Records excerpted from a collection:
* * * * * * *
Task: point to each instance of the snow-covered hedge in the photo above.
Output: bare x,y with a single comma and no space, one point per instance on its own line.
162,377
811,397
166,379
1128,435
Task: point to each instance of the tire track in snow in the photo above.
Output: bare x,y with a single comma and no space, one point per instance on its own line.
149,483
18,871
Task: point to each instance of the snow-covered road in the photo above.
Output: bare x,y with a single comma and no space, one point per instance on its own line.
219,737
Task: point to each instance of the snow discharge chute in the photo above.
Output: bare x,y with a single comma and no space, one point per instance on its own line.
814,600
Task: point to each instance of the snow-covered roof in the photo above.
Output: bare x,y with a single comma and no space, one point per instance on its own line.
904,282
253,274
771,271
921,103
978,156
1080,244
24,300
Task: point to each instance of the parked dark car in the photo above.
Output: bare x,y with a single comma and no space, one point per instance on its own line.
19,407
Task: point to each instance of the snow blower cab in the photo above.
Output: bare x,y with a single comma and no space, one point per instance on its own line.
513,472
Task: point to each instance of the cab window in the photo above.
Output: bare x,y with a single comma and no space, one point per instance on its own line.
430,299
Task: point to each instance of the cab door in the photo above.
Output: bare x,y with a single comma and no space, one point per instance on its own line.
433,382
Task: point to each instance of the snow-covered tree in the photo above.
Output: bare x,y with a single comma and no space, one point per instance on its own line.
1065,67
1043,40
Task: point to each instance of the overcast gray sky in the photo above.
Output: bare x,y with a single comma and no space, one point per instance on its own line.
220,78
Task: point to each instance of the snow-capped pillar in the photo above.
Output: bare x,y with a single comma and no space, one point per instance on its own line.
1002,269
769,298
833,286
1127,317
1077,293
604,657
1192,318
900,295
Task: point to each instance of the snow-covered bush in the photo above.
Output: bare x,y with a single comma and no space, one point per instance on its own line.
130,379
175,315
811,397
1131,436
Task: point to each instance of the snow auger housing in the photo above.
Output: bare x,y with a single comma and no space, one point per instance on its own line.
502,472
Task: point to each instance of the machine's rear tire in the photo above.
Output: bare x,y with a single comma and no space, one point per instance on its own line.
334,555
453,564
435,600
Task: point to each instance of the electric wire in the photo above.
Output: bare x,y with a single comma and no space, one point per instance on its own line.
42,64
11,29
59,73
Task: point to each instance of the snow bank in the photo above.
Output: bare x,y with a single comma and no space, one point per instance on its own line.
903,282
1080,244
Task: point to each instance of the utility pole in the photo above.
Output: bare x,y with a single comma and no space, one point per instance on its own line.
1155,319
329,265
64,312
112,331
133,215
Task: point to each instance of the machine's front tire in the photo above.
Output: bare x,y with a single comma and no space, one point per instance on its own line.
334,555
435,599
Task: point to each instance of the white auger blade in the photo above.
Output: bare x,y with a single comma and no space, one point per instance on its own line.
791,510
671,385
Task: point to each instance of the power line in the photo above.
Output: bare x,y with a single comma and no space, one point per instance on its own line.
* * * * * * *
→ Job
Rewrite everything from the line containing "Task: point to each instance of the snow auger" down to the end of the listing, putting "telephone pole" in place of "utility pole" and keeping all else the same.

→ Complete response
Task: point to each instance of the snow auger housing in the photo above.
Output: bare x,y with a single comma and no space, one point per instance on its own line.
502,472
Task: point to each instance of the machine's rear tire in the photo above.
Output: bare x,y with a single comma and no space, one point per instance on its own line.
334,555
453,564
435,600
Task: point to each instance of the electric wire in the photo above.
Output: bare x,y with a single comma and no space, one point per instance on its own line.
42,64
11,29
59,73
Task: point to each instance of the snow bank in the photo above.
Output: bare x,y with a single comma and no space, one point per instance on its own line.
903,282
1080,244
Task: point to each instance of the telephone pole in the photo above.
Output: bare x,y with a single comma and no space, one point per instance on its own line.
1155,319
329,265
64,312
112,331
133,215
Task: point to each instance of the machine's front tire in the photo above.
Output: bare x,y with a single comma and no space, one point per instance on its own line.
334,555
435,599
Task: point to each instance of the white auger blade in the photo above.
Output: bare x,y with a single comma and no space, one point per instance on its own line.
791,510
671,385
Task: point to each instance of the power line in the photo above.
Output: bare x,y with a single comma and no space, one point per instance on its own line.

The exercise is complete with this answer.